▸ **Exercise details**
Can you gather every line in the records below that contains the word "firefighter" and copy each of those lines out?

▸ **Recorded data**
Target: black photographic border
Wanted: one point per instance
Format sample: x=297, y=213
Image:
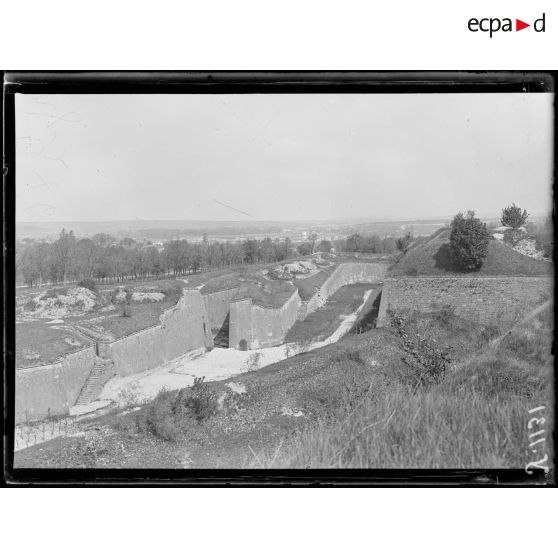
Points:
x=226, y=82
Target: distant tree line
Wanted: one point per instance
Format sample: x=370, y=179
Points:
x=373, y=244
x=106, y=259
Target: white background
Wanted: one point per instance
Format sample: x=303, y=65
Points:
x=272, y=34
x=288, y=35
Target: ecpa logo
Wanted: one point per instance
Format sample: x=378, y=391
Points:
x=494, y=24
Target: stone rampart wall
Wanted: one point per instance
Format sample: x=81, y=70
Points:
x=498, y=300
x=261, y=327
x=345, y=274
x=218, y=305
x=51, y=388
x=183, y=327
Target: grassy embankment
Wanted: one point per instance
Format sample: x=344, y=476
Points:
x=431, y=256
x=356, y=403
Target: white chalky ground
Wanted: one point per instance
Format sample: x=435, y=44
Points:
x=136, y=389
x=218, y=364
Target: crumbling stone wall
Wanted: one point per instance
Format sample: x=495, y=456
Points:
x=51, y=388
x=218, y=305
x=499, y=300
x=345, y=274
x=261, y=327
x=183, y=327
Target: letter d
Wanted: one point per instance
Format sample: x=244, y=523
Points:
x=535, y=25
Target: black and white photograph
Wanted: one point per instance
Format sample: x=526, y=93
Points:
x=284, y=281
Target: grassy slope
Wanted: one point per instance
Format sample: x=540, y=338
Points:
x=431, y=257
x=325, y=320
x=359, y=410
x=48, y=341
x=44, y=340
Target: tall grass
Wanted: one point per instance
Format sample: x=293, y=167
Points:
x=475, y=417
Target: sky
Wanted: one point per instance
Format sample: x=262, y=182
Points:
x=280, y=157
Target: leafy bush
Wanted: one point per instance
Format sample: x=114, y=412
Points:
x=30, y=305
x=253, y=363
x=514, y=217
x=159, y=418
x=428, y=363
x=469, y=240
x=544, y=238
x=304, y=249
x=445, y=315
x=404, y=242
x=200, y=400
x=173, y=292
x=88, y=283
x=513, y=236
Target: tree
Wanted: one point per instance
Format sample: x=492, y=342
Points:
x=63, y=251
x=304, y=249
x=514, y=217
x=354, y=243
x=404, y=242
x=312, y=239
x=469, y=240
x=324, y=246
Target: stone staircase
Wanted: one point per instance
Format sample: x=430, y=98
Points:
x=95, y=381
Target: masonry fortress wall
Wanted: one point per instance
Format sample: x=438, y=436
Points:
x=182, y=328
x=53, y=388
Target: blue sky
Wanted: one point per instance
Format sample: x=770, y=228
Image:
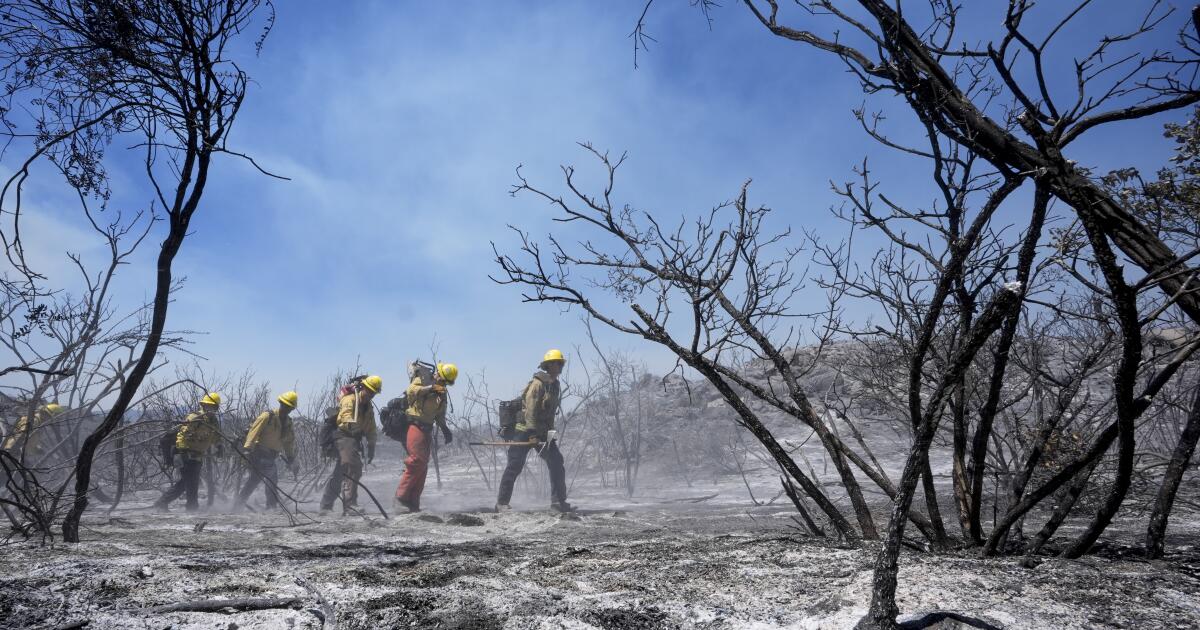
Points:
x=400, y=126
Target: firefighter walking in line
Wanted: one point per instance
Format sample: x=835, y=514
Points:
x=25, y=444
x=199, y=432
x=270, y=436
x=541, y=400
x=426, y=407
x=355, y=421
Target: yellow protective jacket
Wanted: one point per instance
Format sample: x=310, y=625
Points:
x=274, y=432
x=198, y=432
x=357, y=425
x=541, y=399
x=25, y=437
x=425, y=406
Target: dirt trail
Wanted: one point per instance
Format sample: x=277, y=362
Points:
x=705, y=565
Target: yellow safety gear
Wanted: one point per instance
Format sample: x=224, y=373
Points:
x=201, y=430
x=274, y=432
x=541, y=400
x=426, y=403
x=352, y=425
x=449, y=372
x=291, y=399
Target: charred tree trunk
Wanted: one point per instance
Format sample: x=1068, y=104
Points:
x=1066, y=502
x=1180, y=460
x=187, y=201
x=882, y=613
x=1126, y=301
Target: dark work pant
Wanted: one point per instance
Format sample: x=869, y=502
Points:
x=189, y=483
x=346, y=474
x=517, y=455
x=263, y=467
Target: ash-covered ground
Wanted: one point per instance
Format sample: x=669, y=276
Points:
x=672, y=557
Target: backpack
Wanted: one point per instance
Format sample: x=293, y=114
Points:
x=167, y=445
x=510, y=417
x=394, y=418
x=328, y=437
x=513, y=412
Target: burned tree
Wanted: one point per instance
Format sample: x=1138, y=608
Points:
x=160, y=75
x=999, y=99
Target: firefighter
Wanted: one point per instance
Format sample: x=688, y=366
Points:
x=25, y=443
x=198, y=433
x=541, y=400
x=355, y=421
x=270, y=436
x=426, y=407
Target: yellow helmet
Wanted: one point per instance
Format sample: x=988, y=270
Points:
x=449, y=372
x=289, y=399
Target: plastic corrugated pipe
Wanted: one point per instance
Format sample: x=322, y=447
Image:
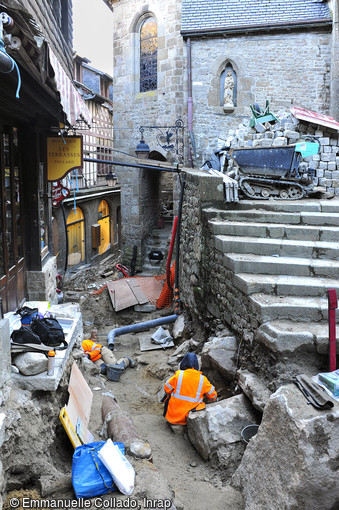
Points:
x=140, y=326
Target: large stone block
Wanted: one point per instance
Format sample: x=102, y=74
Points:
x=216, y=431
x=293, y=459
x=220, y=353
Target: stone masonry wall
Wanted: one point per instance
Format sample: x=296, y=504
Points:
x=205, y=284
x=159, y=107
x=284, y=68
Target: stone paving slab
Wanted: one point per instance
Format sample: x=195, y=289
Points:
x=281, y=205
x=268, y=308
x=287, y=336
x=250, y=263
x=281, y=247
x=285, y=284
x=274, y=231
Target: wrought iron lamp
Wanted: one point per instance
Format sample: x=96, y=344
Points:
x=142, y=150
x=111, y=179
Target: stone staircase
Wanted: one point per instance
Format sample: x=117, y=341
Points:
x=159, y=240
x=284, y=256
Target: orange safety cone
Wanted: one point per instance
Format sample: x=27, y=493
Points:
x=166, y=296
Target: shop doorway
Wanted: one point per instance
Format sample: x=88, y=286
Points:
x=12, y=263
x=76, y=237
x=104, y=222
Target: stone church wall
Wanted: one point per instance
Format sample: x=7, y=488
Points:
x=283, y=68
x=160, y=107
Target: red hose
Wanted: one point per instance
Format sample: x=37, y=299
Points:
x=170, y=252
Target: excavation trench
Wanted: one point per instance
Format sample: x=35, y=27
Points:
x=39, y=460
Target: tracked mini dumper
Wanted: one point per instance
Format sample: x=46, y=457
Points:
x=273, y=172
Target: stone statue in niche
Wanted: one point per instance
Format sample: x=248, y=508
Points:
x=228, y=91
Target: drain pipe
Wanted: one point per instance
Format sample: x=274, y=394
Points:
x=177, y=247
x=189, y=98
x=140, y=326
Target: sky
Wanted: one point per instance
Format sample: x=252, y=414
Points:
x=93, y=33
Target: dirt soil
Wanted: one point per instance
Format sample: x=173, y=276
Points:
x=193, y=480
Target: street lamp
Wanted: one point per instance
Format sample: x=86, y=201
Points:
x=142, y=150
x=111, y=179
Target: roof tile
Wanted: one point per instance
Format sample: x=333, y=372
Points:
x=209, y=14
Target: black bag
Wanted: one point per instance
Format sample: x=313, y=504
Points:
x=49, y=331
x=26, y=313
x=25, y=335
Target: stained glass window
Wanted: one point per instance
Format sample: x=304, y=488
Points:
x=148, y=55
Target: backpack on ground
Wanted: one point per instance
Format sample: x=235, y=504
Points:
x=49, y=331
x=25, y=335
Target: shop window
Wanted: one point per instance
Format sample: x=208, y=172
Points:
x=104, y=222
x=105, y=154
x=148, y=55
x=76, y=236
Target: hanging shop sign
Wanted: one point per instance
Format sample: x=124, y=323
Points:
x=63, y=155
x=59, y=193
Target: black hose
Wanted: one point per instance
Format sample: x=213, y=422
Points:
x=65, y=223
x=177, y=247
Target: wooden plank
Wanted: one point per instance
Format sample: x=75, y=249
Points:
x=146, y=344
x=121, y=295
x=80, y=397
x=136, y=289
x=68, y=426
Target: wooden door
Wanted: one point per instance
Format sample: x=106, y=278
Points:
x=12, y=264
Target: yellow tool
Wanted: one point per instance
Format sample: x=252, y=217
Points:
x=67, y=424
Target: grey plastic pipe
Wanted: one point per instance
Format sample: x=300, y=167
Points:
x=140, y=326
...
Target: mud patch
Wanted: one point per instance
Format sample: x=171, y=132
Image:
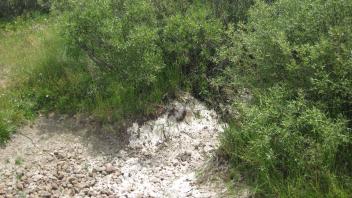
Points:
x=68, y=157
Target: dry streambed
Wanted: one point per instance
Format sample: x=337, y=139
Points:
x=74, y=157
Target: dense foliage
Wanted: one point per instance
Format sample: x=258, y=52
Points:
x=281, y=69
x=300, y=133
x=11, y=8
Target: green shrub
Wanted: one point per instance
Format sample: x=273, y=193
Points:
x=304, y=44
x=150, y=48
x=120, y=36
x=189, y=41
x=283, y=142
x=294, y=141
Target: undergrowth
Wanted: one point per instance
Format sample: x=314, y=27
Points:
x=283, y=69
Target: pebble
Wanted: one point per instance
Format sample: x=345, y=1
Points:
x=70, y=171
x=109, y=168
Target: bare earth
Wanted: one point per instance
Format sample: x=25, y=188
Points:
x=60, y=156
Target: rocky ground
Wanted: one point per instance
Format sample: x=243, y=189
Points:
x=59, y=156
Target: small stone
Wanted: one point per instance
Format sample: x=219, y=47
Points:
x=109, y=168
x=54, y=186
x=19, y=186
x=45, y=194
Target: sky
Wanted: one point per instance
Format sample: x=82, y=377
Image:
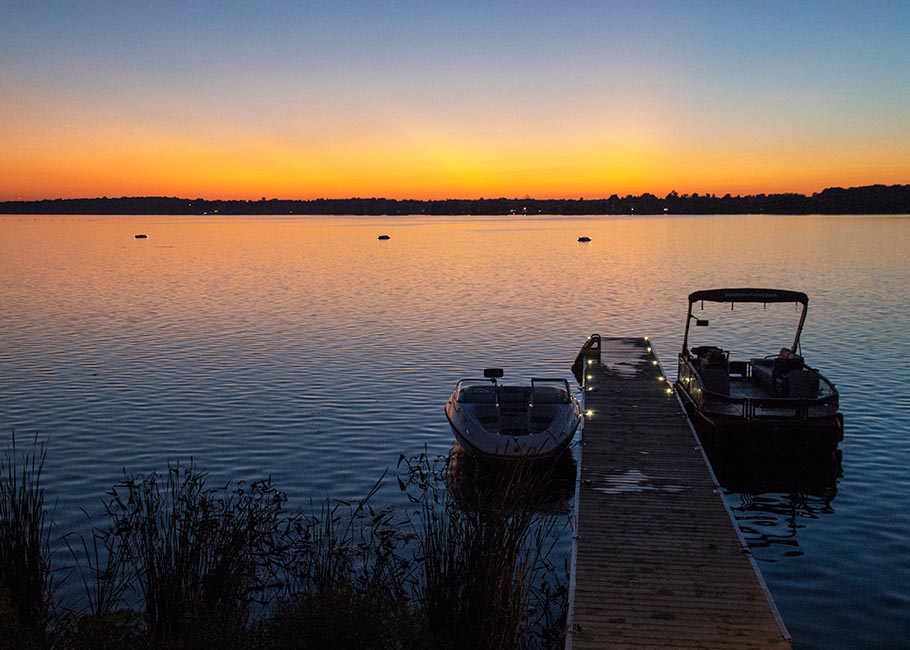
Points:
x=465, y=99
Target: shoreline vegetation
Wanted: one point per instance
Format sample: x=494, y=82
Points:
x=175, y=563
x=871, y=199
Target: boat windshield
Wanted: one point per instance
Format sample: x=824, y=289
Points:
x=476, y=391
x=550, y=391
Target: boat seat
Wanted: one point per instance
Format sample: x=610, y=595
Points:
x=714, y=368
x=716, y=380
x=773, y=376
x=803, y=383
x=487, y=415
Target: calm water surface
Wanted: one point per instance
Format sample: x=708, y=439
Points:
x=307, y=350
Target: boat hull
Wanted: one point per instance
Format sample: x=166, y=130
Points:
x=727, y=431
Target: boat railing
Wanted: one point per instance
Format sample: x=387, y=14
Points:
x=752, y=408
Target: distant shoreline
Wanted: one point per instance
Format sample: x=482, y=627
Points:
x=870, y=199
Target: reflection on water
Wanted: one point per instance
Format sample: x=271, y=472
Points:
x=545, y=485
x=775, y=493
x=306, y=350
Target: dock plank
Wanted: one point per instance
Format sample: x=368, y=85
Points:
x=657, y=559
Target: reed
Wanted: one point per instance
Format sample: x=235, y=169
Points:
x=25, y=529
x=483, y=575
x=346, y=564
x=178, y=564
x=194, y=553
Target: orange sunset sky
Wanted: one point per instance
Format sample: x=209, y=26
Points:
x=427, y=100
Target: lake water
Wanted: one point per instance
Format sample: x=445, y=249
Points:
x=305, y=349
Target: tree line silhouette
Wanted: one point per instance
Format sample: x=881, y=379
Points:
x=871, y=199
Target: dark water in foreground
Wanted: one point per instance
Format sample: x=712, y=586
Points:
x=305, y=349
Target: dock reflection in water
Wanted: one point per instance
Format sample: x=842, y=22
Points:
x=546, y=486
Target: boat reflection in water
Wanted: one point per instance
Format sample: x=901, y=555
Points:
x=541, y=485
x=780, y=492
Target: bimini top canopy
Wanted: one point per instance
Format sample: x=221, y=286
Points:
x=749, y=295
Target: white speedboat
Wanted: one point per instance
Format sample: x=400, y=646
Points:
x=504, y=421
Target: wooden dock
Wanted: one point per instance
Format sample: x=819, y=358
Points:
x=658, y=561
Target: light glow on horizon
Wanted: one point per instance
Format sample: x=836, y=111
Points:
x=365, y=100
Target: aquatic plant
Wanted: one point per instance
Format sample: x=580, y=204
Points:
==
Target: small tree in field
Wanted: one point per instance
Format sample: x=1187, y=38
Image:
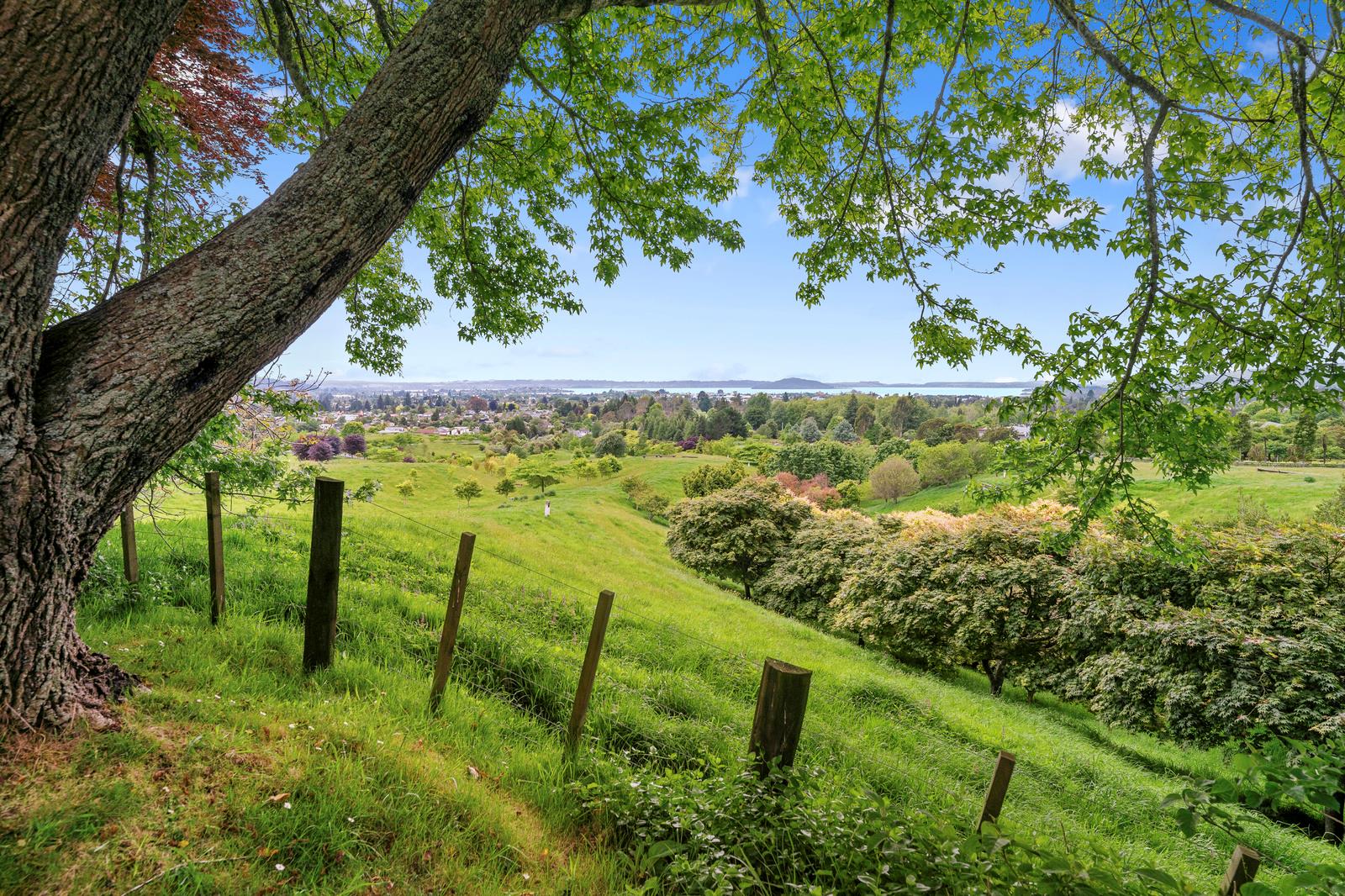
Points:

▸ **Exercise result**
Target: firefighter walking in line
Target: firefighter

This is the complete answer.